この頃Facebookやnoteにでも文章書きたいなーと思うのだけれど、ことばと思考がぐるぐる回って、筆先まで下りてこない。

いっそ開き直って、思考のダダ漏れのような文を書いてみようと思い、タイピングしている。

以前Facebookで、獣害対策ジビエをやりますって投稿をした。
先月からのMAKERS UNIVERSITY で多くの対話と内省を繰り返して、この決意、意志は、少しずつ形を変え、色を付け、強度を増していった。

獣害対策に関心をもったのは農業の現場に触れたからだけど、どうやら自分の欲望は、別のところにあるらしい。

もちろん獣害に悩む農林業を営む人たちの力にはなりたい。でもそれは最近芽生えた、ひとつの課題意識で。

昔から意識はせずともずっと気になっていたのは、「命との関わり方」についてだ。

生きるってなんだろう
死ぬってなんだろう
命をいただくってどういうこと
命はなぜ綺麗なの

死がこわい

こんな関心を(たぶん人より強く)もっていたから、畑を守るために動物をたくさん殺しているけど、活用しきれないから処分しているよ
っていう話を聞いたとき、少しゾッとしたんだ。

こわい
命にやさしくない

命にやさしくない社会は、居心地がわるい
変えたい

だから獣害対策、そしてその先のジビエなどの利活用をやりたいと思った
ということをMAKERSのなかで後から言語化できた。
自分の中の深いところを探るのは、貴重な体験だった。

見過ごせない現実があったら、まずその当事者になりたい。

感情や欲望にシンプルに生きてみたい。

「食べる」を考えてみる

命にやさしくないのは、動物の命に対してだけではない。
自分たちの命に対しても、そう感じるのだ。

世の中が食べ物で溢れていて、人びとの毎日は忙しい

手軽に栄養補給
すばやく食べられるパッケージ
いつでも保証された同じ味

そういうものが重用されるようになり、食べるという行為が変容してきている。
食べ物すべての裏にあるはずの命を想い起こすのが困難になっている。

栄養バランスを整えるのが簡単になり、人々は"健康"になっただろうか。

食べ物の命、命が食べ物になるまでのプロセス、つくった人の顔やこだわり
そういったものを想い起こしながら、自らの命にも気を配ることが、食べて健康になるということな気がする。

狩猟は命を自らの手で摘み取り、食べ物にするというプロセスがわかりやすい。
これを体験として提供することで、食への価値観がすこし変わるような事業をしたいと、今は思っている。

命の色を考えてみる

昨日、愛知の住んでいるところから程近い名都美術館で催されていた「志村ふくみ展」に行ってきた。

[取り組む作業]: 獣害対策と命についての文章のうち、「食べ物の命、命が食べ物になるまでのプロセス、つくった人の顔やこだわり」から「志村ふくみ展」に行ってきた。」までを一字一句そのまま書き写すこと。 データは使わなくてよい。

[ラベル付き領域の輪郭データ]
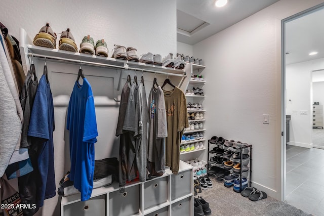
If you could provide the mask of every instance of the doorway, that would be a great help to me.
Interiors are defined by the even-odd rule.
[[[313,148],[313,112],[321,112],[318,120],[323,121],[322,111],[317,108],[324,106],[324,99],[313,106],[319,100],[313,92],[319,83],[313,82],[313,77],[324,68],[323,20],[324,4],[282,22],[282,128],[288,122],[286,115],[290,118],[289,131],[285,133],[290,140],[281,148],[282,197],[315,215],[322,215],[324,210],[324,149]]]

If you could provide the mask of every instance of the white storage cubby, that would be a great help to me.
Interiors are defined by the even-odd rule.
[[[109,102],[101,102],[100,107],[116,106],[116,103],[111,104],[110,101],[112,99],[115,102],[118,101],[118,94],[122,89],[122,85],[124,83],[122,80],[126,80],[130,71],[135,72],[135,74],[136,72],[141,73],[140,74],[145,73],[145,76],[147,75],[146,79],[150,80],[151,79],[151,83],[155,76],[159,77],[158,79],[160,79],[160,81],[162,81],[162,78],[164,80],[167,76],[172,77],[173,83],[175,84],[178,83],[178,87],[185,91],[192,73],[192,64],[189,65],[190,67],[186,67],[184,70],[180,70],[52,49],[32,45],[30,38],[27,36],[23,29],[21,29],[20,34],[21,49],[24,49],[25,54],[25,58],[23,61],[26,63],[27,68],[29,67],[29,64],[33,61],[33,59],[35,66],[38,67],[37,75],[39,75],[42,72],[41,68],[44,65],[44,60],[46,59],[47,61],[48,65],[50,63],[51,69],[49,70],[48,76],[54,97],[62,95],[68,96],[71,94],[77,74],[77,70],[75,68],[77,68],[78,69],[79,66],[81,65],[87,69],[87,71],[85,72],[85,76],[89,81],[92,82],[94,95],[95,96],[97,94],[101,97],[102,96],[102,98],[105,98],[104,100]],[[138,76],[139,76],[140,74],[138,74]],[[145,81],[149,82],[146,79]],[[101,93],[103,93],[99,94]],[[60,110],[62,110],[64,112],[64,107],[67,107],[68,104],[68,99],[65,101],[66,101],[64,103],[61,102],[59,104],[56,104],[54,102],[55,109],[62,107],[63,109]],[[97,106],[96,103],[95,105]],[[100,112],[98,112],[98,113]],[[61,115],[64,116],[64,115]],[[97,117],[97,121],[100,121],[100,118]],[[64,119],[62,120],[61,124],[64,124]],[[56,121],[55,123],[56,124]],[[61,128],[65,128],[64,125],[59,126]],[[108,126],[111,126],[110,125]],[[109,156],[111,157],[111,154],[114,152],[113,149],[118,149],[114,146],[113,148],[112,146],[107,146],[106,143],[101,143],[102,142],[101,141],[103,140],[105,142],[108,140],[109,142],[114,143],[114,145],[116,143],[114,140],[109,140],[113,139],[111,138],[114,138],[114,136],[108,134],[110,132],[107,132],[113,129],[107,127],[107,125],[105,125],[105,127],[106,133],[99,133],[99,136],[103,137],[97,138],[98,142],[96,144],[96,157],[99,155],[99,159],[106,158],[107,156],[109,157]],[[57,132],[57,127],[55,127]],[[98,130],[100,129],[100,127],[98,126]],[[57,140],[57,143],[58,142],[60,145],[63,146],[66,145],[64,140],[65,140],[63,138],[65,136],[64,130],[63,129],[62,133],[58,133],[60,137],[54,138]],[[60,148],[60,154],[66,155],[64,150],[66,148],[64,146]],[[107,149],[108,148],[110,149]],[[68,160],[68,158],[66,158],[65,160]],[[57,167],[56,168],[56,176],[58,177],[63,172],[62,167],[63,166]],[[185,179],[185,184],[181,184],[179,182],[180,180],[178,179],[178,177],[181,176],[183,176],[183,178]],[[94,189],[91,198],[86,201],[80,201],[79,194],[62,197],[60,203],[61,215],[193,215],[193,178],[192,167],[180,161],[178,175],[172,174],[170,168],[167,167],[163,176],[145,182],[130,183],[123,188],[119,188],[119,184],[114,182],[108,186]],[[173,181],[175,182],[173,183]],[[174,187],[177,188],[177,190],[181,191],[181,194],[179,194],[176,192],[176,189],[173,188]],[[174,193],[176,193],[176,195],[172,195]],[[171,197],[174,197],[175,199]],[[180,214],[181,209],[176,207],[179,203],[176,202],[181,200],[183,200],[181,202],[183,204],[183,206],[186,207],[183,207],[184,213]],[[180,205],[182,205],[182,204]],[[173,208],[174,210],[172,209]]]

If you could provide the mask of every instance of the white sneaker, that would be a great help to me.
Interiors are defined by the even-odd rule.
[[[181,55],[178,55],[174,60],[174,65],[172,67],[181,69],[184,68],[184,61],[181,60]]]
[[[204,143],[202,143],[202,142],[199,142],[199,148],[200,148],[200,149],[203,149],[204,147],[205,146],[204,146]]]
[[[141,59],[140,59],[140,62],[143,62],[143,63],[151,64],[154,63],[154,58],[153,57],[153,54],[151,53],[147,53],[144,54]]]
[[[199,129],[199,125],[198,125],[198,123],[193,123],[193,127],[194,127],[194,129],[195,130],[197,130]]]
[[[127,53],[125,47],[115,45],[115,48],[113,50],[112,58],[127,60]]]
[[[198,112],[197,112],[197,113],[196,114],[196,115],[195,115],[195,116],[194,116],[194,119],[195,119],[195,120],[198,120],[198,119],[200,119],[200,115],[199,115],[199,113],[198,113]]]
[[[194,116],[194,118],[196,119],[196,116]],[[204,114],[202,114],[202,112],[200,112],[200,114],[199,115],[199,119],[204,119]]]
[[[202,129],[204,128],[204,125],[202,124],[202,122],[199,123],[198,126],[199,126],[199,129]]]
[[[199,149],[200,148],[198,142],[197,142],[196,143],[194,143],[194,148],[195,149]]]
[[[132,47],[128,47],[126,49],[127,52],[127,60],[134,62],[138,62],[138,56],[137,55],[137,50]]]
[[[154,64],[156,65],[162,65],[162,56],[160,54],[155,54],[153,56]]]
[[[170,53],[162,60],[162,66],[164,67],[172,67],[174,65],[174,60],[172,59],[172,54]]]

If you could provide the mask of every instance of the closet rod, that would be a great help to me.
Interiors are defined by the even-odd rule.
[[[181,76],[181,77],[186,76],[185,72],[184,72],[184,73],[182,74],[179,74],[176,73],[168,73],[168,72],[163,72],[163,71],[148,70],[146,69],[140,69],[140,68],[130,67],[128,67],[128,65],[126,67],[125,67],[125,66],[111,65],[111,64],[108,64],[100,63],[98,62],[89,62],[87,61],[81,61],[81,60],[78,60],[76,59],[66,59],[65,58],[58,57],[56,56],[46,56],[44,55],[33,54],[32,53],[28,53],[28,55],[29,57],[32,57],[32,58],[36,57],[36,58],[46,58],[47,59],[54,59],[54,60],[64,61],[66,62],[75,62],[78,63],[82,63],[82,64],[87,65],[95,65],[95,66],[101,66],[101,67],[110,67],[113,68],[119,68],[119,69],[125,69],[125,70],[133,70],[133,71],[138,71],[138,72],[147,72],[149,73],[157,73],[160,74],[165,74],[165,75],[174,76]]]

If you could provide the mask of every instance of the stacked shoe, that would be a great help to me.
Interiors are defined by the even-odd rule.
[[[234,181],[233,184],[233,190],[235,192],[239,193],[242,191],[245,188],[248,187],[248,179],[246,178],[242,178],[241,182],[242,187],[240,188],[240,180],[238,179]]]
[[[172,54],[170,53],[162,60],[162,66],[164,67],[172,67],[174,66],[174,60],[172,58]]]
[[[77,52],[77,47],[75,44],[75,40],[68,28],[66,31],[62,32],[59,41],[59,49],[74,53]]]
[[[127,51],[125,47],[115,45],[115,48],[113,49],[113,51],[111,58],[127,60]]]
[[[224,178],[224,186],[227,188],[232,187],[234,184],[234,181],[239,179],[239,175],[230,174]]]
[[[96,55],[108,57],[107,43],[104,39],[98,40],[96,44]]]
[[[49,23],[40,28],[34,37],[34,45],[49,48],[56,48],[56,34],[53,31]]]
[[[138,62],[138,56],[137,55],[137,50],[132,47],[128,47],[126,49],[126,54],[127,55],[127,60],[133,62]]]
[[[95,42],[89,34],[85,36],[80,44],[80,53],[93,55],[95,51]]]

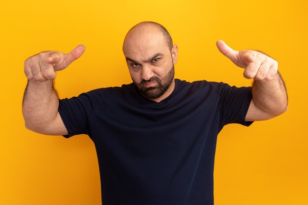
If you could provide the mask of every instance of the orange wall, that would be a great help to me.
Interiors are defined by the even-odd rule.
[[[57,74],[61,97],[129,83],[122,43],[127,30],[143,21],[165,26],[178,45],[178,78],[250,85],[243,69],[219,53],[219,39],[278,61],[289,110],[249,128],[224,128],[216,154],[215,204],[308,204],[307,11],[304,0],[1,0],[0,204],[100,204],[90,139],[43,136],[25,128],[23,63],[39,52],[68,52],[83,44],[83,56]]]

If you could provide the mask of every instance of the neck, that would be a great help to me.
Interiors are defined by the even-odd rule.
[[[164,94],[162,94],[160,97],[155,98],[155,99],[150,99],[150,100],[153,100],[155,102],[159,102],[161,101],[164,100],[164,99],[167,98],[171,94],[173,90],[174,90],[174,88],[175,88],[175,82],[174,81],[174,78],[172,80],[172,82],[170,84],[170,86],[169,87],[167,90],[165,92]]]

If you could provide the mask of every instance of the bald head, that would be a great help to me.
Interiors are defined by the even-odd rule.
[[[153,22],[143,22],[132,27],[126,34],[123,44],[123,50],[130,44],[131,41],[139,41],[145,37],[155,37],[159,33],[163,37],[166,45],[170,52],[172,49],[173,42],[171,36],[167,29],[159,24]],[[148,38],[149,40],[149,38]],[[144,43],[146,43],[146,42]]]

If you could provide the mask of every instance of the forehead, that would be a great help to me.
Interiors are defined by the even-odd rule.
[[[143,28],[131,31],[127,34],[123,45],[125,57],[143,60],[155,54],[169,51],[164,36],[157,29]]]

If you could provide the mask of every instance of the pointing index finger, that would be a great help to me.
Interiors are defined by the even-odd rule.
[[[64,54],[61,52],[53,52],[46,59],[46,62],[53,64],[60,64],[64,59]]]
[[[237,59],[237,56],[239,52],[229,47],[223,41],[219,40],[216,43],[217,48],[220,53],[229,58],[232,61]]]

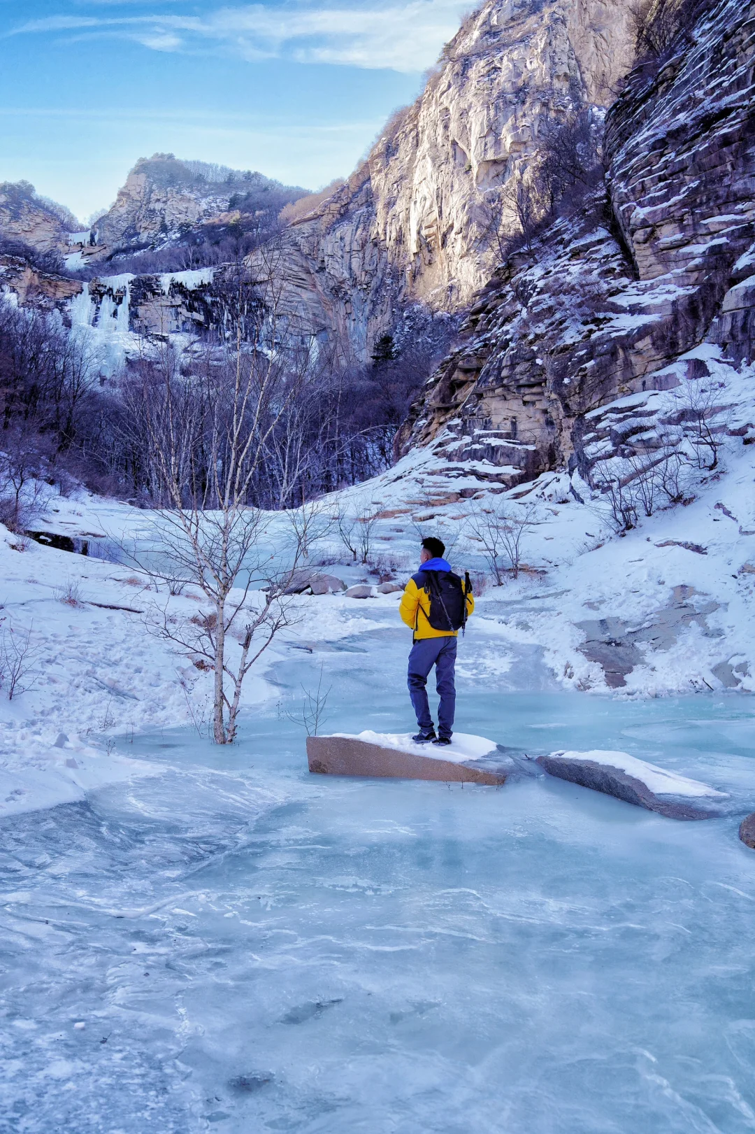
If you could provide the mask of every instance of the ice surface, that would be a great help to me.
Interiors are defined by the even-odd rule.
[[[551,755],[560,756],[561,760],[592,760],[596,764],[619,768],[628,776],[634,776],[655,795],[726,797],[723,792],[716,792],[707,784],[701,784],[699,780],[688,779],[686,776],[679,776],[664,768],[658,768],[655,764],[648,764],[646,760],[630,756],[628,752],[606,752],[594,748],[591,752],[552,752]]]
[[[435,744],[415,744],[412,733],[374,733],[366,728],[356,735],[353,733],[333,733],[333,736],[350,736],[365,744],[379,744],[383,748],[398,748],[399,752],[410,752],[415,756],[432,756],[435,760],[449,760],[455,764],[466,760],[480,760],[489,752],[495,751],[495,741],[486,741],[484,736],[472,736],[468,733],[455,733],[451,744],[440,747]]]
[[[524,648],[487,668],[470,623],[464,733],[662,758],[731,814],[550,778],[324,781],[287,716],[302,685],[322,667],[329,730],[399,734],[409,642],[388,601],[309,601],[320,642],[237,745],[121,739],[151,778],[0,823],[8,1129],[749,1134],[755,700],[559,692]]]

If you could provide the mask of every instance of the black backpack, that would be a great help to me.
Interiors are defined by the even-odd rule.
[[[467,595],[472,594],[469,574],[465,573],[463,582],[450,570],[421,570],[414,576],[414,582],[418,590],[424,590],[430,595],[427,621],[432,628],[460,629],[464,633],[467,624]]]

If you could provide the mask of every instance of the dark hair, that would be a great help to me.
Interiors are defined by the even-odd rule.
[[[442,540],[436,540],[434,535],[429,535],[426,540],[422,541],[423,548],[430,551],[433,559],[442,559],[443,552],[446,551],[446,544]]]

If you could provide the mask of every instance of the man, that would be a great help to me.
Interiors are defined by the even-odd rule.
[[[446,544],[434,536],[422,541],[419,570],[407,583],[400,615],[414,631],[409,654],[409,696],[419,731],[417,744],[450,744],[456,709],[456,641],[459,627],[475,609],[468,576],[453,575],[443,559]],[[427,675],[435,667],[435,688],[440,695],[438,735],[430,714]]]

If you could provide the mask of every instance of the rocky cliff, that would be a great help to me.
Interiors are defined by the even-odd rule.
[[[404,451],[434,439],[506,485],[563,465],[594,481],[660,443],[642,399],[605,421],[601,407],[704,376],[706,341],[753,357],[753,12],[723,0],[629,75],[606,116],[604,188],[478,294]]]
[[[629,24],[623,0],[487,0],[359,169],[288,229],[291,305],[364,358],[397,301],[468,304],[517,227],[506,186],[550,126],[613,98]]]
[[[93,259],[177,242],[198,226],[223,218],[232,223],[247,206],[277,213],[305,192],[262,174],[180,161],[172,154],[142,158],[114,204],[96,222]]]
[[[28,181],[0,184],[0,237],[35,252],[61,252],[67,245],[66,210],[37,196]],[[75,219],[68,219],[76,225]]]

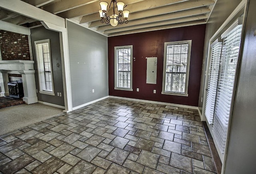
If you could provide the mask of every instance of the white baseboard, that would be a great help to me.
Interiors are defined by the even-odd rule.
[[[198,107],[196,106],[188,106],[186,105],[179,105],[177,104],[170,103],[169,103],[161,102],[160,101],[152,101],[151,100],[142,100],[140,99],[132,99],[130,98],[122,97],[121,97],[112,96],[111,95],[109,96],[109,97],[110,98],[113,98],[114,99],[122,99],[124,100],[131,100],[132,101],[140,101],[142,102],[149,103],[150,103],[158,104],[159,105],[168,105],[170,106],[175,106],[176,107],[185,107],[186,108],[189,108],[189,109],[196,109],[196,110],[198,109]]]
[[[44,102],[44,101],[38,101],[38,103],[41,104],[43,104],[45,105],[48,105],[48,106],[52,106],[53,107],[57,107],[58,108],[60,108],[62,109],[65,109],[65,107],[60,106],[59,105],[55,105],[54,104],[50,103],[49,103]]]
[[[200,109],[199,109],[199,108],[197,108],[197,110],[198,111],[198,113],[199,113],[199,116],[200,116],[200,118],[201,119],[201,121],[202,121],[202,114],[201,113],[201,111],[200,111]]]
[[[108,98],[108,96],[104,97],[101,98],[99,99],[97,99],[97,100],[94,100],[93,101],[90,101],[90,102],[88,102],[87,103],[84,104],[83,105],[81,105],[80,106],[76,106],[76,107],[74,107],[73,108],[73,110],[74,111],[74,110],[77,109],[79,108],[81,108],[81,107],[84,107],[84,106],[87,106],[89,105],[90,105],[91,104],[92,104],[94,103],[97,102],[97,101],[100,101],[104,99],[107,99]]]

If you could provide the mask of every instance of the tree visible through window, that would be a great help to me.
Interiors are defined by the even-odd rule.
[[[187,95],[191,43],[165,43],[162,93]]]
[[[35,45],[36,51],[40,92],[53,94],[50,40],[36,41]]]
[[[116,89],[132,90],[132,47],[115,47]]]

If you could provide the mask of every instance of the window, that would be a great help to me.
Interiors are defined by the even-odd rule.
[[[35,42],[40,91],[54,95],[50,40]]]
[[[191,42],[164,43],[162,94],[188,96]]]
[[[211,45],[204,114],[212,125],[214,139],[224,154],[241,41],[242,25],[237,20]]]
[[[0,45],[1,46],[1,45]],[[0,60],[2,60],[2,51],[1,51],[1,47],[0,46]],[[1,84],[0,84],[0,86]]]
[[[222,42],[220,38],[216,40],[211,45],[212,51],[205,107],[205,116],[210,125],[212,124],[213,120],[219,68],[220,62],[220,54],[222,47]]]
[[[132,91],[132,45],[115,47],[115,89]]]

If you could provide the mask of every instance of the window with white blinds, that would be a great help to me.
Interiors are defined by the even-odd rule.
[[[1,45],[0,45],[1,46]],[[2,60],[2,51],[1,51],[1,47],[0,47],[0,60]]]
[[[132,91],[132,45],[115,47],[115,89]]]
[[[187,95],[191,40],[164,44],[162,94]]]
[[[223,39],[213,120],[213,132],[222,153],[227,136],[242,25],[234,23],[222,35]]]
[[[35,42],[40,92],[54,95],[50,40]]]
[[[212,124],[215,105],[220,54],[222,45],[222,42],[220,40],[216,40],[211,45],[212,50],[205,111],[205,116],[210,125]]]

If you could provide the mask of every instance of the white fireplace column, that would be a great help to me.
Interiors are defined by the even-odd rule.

[解答]:
食べ物の命、命が食べ物になるまでのプロセス、つくった人の顔やこだわり
そういったものを想い起こしながら、自らの命にも気を配ることが、食べて健康になるということな気がする。

狩猟は命を自らの手で摘み取り、食べ物にするというプロセスがわかりやすい。
これを体験として提供することで、食への価値観がすこし変わるような事業をしたいと、今は思っている。

命の色を考えてみる

昨日、愛知の住んでいるところから程近い名都美術館で催されていた「志村ふくみ展」に行ってきた。